(Position identification material)
-*-*-

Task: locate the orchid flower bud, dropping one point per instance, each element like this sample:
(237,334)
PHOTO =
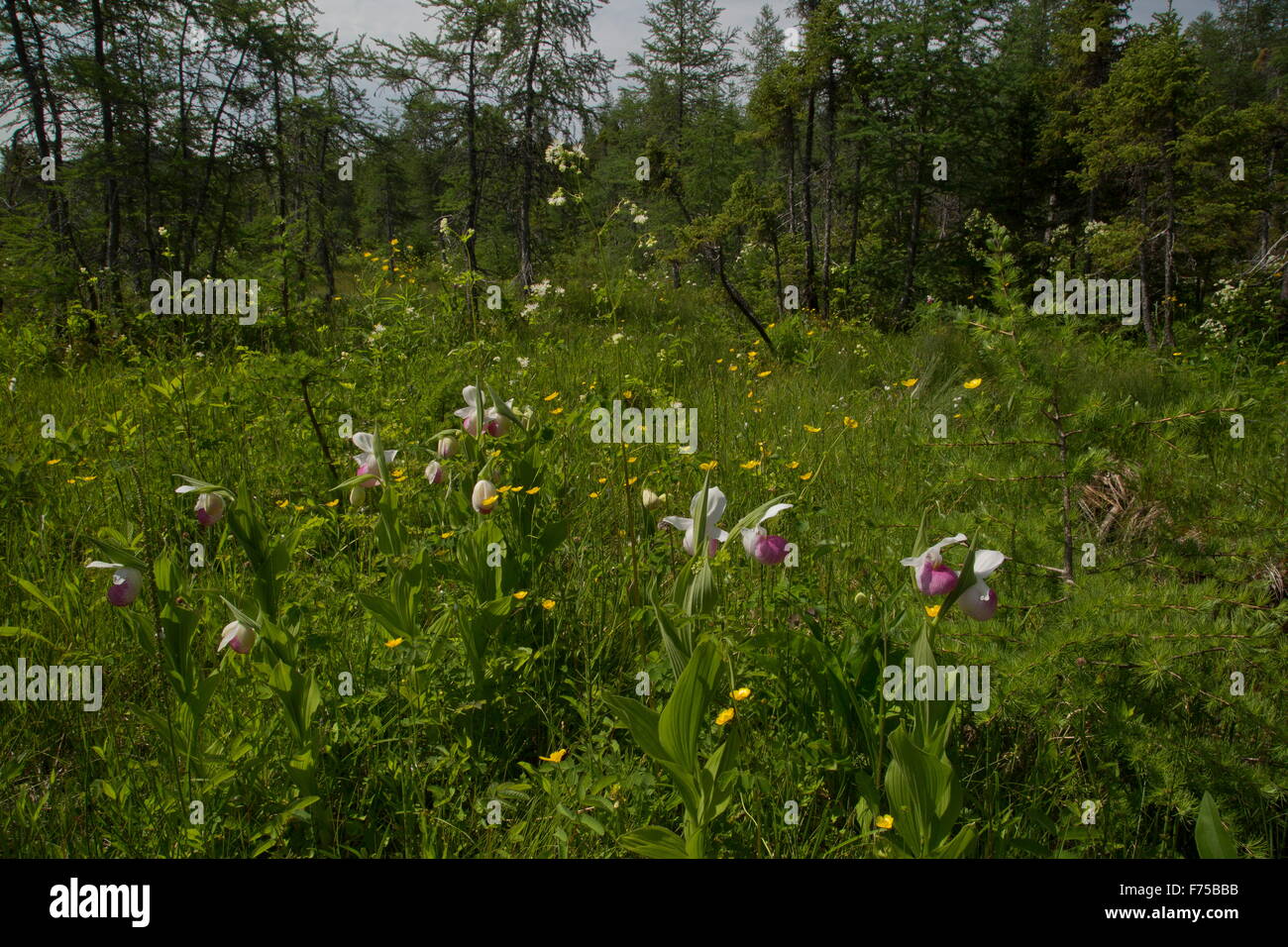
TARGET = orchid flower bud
(484,497)
(210,509)
(127,582)
(932,577)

-*-*-

## WHAT YOU ARE ASKED TO DO
Reproduce the lines of the material above verbatim, covering all of it but omitting the pictures.

## TASK ANSWER
Task: locate the orchid flower bud, dropping one point per instance, each element like this sample:
(237,334)
PHOTO =
TARGET = orchid flower bud
(484,497)
(210,509)
(127,582)
(932,577)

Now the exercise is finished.